● DATA TO USE
◆ ◆ ◆ ◆ ◆ ◆ ◆
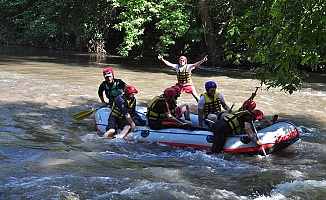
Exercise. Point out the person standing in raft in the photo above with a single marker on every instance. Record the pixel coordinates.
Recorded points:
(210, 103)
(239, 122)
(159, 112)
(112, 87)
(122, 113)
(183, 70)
◆ ◆ ◆ ◆ ◆ ◆ ◆
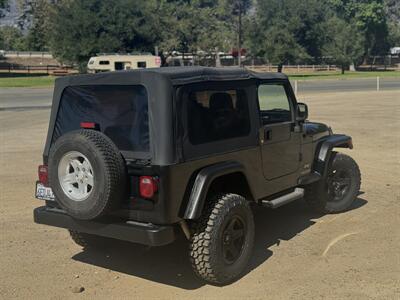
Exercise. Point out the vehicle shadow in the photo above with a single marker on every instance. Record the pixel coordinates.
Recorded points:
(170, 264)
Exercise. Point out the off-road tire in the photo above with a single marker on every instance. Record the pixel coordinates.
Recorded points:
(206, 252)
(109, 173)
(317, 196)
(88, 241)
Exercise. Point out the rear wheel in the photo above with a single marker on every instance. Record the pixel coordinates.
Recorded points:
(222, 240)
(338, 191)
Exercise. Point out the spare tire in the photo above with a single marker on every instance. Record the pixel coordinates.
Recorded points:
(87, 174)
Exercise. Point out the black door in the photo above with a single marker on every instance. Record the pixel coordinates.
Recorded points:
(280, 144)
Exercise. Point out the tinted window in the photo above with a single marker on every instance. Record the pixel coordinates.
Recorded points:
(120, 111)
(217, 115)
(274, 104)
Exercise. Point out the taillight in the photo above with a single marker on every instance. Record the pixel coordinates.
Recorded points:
◆ ◆ ◆ ◆ ◆ ◆ ◆
● ABOUT THIS EXERCISE
For this exercise, gather every line of the data that contains the word "tire".

● YOUR RESPONSE
Exercise. Point out the off-road tire in the photo above with a single marker on every instance. Record the pixel coordinates.
Exercise. Point out the spare tire in the photo above with a single marker on every instance. Record the pixel coordinates.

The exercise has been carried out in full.